## [Tasks to carry out]
a – In the article on AI and cybersecurity, what value do institutions predict China's digital economy will exceed by 2030?
b – Update the passage of the AI cybersecurity article that begins at the words "AI Era Unleashes" and stops after "amplified security risks.", changing "foundational" to "fundamental".
c – Write what comes next in the article on AI-era cybersecurity, picking up after its last sentence.

## [Text provided]
──────────────────────────────

AI Era Unleashes New Cybersecurity Imperatives

With the revised Cybersecurity Law coming into force this January, an AI security framework was introduced for the first time, setting a higher bar for AI security development.
"In the AI era, cybersecurity is a foundational industry whose market scale expands in tandem with the proliferation of digital intelligence transformation," said Qi Xiangdong, chairman of cybersecurity company Qi-Anxin Technology Group, in his keynote speech at the 2026 Beijing Cybersecurity Conference.
Institutions predict that by 2030, China's digital economy will exceed 80 trillion RMB, and its AI-driven core industries will reach 12.6 trillion RMB — presenting a hundred-billion-level growth opportunity for cybersecurity.
While technologies like AI continue to drive high-quality development, they have simultaneously amplified security risks.
This dynamic is fundamentally recalibrating the global cybersecurity landscape, catalyzing a wave of urgent, high-stake demands.
Since the start of this year, the continuous revelations of large language models (LLMs)' vulnerability-mining capabilities have triggered fluctuations in the cybersecurity sector.
Such fluctuations vividly reflect the widespread anticipation, uncertainty and anxiety surrounding AI, presenting the cybersecurity industry with both novel challenges and fresh opportunities.
According to Qi, as digital intelligence transformation scales up, three core demands — practical security, data security and full-stack security — are surging in tandem.

──────────────────────────────

## [Records provided]
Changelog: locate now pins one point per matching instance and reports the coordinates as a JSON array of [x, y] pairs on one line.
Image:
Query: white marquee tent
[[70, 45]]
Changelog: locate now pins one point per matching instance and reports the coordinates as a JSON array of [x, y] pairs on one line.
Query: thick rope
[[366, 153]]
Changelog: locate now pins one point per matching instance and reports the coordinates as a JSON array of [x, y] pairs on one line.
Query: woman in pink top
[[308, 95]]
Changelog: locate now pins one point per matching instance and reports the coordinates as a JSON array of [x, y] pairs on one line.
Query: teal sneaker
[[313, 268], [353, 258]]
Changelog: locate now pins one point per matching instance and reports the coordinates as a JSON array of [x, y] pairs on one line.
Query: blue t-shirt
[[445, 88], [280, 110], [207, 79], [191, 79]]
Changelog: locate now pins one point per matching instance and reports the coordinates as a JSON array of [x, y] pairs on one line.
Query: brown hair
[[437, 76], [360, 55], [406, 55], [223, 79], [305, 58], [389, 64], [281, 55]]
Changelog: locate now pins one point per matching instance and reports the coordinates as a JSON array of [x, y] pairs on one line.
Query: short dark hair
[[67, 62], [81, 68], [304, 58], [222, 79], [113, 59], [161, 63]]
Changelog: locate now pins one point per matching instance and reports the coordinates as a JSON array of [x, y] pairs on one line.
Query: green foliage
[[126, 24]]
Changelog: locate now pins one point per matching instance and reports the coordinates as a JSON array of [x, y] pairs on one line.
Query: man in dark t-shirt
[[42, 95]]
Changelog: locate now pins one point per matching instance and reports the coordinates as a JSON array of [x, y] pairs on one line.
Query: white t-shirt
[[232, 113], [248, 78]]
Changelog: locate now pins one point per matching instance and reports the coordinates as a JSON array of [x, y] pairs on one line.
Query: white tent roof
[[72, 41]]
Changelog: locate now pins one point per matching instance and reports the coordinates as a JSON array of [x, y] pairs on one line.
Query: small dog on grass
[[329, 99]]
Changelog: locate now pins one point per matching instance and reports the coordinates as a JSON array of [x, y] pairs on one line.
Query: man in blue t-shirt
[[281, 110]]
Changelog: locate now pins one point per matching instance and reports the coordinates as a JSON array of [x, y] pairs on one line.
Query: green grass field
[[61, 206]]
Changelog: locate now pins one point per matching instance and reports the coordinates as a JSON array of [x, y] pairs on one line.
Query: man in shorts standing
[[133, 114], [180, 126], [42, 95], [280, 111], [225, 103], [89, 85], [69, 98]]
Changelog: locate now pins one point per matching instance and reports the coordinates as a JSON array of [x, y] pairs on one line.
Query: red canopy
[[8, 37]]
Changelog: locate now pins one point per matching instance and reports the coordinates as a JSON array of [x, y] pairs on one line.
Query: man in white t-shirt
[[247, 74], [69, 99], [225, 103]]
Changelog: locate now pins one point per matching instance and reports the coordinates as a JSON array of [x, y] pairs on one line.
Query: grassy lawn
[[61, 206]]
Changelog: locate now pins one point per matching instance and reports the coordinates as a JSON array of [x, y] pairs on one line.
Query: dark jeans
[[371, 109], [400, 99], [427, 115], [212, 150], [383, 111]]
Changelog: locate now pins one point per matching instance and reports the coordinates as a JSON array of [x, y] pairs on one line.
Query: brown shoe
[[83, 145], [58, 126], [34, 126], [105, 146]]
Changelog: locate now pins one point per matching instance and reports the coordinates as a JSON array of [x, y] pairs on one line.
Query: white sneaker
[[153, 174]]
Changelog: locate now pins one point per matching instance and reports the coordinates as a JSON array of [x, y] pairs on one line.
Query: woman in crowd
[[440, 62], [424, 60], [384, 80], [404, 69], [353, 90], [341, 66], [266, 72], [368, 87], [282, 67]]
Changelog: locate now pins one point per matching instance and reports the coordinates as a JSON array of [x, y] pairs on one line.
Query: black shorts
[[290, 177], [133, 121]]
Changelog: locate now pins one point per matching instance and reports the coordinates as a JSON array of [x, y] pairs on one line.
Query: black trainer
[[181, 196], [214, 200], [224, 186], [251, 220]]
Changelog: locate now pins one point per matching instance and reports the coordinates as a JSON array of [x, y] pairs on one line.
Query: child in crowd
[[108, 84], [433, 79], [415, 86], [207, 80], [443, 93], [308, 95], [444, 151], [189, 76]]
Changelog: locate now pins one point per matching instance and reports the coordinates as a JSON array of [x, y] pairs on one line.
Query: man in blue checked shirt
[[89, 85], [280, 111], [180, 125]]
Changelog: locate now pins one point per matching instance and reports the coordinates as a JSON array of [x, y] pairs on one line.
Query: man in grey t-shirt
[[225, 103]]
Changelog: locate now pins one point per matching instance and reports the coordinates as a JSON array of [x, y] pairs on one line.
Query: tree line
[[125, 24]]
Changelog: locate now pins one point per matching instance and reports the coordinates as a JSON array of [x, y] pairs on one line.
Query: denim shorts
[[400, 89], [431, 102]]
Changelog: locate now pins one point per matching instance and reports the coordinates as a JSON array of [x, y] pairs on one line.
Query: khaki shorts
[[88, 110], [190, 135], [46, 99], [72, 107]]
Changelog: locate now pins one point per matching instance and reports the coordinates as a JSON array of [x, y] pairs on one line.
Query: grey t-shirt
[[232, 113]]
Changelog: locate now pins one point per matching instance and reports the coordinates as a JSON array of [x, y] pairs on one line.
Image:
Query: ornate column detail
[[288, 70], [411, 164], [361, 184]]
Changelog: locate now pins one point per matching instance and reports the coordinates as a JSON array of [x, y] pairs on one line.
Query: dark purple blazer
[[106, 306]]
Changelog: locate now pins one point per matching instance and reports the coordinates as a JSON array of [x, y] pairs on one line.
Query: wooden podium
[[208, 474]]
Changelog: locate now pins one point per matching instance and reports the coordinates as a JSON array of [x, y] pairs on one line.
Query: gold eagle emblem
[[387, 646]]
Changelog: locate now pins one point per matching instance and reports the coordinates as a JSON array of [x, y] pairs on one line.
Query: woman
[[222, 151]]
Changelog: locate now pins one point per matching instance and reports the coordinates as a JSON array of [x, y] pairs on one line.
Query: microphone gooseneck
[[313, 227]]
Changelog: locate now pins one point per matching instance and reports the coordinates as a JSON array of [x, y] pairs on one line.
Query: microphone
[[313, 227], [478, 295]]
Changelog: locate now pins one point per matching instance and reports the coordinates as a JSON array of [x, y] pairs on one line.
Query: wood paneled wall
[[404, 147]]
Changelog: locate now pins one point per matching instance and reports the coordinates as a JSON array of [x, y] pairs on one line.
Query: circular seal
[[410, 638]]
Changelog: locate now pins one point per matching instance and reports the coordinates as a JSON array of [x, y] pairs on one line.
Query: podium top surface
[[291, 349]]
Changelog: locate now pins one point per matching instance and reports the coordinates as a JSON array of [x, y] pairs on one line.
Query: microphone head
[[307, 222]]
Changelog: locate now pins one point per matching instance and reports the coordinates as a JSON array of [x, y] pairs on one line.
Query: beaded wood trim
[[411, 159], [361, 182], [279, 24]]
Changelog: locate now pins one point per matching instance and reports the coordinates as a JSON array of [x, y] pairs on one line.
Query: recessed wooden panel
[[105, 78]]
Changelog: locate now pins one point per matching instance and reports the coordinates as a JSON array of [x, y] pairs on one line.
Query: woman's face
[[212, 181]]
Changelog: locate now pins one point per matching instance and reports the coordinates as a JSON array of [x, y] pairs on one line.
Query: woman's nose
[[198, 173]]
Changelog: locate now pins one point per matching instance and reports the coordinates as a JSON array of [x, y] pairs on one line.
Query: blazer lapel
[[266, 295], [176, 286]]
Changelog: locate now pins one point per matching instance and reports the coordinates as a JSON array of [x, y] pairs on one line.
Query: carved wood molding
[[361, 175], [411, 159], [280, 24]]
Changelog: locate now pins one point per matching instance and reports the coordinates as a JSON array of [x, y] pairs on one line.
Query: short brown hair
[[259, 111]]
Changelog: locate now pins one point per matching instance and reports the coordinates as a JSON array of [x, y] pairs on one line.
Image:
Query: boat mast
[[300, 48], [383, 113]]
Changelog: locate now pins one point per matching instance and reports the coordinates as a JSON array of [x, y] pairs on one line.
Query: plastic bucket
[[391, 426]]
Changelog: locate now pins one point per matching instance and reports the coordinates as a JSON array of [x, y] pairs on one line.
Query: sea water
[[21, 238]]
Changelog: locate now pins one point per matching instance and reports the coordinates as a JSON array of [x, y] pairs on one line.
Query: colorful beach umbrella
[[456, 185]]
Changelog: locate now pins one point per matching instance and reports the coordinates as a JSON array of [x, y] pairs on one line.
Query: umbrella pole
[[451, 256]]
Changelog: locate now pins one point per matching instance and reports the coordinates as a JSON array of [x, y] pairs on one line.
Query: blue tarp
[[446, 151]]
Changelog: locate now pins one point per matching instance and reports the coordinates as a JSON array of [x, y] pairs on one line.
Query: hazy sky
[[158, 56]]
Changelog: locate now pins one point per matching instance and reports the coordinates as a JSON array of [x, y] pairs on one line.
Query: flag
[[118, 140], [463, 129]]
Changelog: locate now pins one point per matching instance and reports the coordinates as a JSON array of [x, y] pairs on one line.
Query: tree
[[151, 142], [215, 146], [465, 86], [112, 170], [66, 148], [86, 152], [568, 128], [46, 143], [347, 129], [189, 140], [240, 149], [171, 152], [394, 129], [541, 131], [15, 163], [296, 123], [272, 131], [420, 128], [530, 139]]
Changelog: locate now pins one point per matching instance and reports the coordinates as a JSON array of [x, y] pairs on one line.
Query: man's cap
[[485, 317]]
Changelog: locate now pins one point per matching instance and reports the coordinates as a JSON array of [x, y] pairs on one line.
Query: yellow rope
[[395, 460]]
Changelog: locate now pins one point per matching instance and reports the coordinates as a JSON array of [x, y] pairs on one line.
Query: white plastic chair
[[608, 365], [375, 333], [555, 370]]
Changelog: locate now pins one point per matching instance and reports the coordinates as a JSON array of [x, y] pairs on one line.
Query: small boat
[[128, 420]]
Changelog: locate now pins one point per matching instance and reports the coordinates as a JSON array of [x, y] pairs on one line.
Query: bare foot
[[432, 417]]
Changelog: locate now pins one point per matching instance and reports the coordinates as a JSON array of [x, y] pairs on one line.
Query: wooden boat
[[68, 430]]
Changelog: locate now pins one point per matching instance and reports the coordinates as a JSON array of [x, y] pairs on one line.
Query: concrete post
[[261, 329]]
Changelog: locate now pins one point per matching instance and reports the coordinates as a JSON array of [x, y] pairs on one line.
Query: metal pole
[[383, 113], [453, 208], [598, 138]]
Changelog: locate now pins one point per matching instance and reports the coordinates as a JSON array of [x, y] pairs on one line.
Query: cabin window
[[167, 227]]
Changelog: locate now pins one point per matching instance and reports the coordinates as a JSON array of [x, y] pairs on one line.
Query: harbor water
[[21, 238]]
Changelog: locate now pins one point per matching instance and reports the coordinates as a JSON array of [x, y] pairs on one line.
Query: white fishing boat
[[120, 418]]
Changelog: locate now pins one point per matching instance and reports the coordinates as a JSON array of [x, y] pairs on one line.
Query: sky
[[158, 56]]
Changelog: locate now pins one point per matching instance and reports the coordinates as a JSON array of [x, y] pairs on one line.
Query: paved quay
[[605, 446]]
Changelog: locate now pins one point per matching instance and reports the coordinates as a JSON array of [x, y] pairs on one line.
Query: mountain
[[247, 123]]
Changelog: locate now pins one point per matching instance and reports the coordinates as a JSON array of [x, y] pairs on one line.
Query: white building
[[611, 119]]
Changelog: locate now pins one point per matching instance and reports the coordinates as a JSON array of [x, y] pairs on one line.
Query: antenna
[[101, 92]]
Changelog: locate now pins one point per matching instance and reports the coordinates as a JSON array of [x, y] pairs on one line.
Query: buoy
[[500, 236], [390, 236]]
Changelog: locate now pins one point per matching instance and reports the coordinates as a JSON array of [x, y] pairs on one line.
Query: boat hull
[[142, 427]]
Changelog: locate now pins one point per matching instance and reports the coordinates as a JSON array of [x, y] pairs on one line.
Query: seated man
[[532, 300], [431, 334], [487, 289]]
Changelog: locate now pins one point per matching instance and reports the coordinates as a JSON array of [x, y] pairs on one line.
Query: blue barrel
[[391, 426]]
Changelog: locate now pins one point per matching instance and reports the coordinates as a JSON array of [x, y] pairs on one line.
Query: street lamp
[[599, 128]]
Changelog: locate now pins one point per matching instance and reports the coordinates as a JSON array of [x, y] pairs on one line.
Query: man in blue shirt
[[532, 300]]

──────────────────────────────

## [Answers by item number]
a – 80 trillion RMB

b –
AI Era Unleashes New Cybersecurity Imperatives

With the revised Cybersecurity Law coming into force this January, an AI security framework was introduced for the first time, setting a higher bar for AI security development.
"In the AI era, cybersecurity is a fundamental industry whose market scale expands in tandem with the proliferation of digital intelligence transformation," said Qi Xiangdong, chairman of cybersecurity company Qi-Anxin Technology Group, in his keynote speech at the 2026 Beijing Cybersecurity Conference.
Institutions predict that by 2030, China's digital economy will exceed 80 trillion RMB, and its AI-driven core industries will reach 12.6 trillion RMB — presenting a hundred-billion-level growth opportunity for cybersecurity.
While technologies like AI continue to drive high-quality development, they have simultaneously amplified security risks.

c –
By 2027, 45 percent of enterprises will adopt AI-based risk and compliance solutions to guard against non-compliant behaviors from internal sources or associated third parties, and the investment scale of China's data security market is projected to reach approximately 20.5 billion RMB, according to a report from the International Data Corporation.
The explosion of AI applications is also driving a massive surge in full-stack security demands.
Golden growth opportunities with the highest potential lie in AI-native security, scenario-specific security, application security, LLM security and embodied AI security.
Cybersecurity in the age of AI is a complex challenge, requiring capabilities that seamlessly cover all digital and intelligent blind spots.
"To this end, building an integrated, defense-in-depth endogenous security system represents the inevitable path for upgrading cybersecurity in the AI era," Qi said.